PROBLEM TO WORK ON: Rewrite every one of the items below, substituting "surgical mask" wherever "face mask" appears and leaving everything else unchanged.

==================================================

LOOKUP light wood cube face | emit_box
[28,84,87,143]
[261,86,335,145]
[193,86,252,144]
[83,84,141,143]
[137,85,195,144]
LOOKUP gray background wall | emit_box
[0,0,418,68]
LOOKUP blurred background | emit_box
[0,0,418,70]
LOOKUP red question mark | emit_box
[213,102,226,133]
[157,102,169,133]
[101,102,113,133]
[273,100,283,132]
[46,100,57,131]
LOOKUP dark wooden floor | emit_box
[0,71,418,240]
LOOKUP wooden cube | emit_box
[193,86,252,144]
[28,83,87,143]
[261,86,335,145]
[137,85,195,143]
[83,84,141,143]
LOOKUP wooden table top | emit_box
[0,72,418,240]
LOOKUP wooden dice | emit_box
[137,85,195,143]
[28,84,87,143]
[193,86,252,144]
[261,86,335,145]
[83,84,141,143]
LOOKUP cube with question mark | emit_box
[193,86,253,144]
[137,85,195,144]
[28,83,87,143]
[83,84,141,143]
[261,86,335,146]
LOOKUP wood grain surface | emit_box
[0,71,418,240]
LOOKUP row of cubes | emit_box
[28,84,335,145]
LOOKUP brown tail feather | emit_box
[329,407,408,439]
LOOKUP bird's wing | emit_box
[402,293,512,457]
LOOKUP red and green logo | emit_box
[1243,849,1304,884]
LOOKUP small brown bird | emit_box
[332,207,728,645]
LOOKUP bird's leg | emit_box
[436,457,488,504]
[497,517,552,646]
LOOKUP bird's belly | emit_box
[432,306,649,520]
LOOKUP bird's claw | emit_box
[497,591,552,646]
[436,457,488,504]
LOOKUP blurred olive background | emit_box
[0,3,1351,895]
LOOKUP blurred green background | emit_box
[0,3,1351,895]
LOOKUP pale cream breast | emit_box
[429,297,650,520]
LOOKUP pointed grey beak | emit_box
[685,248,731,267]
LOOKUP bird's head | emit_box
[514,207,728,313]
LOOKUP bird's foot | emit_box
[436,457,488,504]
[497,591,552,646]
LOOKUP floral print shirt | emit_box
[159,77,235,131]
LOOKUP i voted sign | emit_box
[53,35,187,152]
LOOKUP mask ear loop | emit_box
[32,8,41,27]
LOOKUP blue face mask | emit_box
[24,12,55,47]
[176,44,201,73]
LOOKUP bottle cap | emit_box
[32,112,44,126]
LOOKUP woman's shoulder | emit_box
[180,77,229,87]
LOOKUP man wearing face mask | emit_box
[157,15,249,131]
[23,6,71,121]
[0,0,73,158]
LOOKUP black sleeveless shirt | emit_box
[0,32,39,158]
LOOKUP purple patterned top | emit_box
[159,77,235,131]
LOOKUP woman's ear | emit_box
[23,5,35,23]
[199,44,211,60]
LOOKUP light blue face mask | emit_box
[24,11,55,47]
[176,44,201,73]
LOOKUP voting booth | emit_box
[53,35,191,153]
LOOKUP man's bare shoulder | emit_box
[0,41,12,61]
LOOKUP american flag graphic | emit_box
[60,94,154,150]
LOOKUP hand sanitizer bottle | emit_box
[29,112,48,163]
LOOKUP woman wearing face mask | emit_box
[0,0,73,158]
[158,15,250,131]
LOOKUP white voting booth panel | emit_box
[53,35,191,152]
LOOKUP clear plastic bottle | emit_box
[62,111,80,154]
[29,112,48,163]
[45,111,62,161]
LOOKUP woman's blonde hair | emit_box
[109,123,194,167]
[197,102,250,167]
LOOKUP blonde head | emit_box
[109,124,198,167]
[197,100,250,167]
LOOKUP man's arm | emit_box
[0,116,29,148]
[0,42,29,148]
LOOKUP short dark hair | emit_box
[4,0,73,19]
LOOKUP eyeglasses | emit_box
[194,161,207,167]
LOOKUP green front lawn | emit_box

==================================================

SOLUTION TO THE EXERCISE:
LOOKUP light wood cube face | emit_box
[28,84,87,143]
[261,86,335,145]
[193,86,252,144]
[83,84,141,143]
[137,85,195,144]
LOOKUP gray background wall | emit_box
[0,0,418,68]
LOOKUP blurred background | emit_box
[0,0,418,70]
LOOKUP red question mark | emit_box
[213,102,226,133]
[157,102,169,133]
[101,102,113,133]
[273,100,283,132]
[46,100,57,131]
LOOKUP dark wooden floor | emit_box
[0,71,418,240]
LOOKUP wooden cube | emit_box
[193,86,252,144]
[28,83,87,143]
[261,86,335,145]
[137,85,195,143]
[83,84,141,143]
LOOKUP wooden table top | emit_box
[0,72,418,240]
LOOKUP wooden dice | emit_box
[137,85,195,143]
[28,84,87,143]
[193,86,252,144]
[261,86,335,145]
[83,84,141,143]
LOOKUP cube with question mark | emit_box
[193,86,253,144]
[137,85,195,144]
[28,83,87,143]
[83,84,141,143]
[261,86,335,146]
LOOKUP wood grain surface | emit_box
[0,71,418,240]
LOOKUP row of cubes | emit_box
[28,84,335,145]
LOOKUP brown tail feather | emit_box
[329,407,408,439]
LOOKUP bird's wing | emit_box
[402,293,512,457]
LOOKUP red and green logo | emit_box
[1243,849,1304,884]
LOOKUP small brown bird | emit_box
[332,207,728,645]
LOOKUP bird's leg | emit_box
[436,457,488,504]
[497,517,552,646]
LOOKUP bird's belly | emit_box
[432,306,649,520]
LOOKUP bird's claw | emit_box
[497,591,552,646]
[436,457,488,504]
LOOKUP blurred olive background | emit_box
[0,3,1351,895]
LOOKUP blurred green background | emit_box
[0,3,1351,895]
LOOKUP pale cream breast | emit_box
[429,297,650,520]
LOOKUP pointed grey beak | emit_box
[685,248,731,267]
LOOKUP bird's head | emit_box
[514,207,728,313]
LOOKUP bird's foot | emit_box
[436,457,488,504]
[497,591,552,646]
LOOKUP floral print shirt | emit_box
[159,77,235,131]
LOOKUP i voted sign | emit_box
[53,35,187,152]
LOOKUP mask ear loop | emit_box
[32,8,41,27]
LOOKUP blue surgical mask | emit_box
[24,12,55,47]
[176,44,201,73]
LOOKUP bottle cap | emit_box
[32,112,44,126]
LOOKUP woman's shoulder | emit_box
[180,77,229,87]
LOOKUP man wearing surgical mask | emit_box
[157,15,249,131]
[23,6,71,121]
[0,0,73,158]
LOOKUP black sleeveless shirt | emit_box
[0,32,39,158]
LOOKUP purple patterned top | emit_box
[159,77,235,131]
LOOKUP woman's ear | emit_box
[23,5,35,23]
[199,44,211,60]
LOOKUP light blue surgical mask | emit_box
[24,11,55,47]
[176,44,201,73]
LOOKUP voting booth | emit_box
[53,35,191,153]
LOOKUP man's bare shoulder | emit_box
[0,41,12,61]
LOOKUP american flag graphic | emit_box
[60,94,154,150]
LOOKUP hand sanitizer bottle | emit_box
[29,112,48,163]
LOOKUP woman wearing surgical mask | emit_box
[0,0,73,158]
[158,15,250,131]
LOOKUP white voting booth panel | emit_box
[53,35,191,152]
LOOKUP clear plastic bottle | emit_box
[62,111,80,154]
[29,112,48,163]
[45,111,62,161]
LOOKUP woman's blonde hair | emit_box
[109,123,194,167]
[197,102,250,167]
LOOKUP blonde head | emit_box
[109,124,198,167]
[197,100,250,167]
LOOKUP man's arm | emit_box
[0,116,29,148]
[0,42,29,148]
LOOKUP short dark hair | emit_box
[4,0,73,19]
LOOKUP eyeglasses | emit_box
[194,161,207,167]
LOOKUP green front lawn | emit_box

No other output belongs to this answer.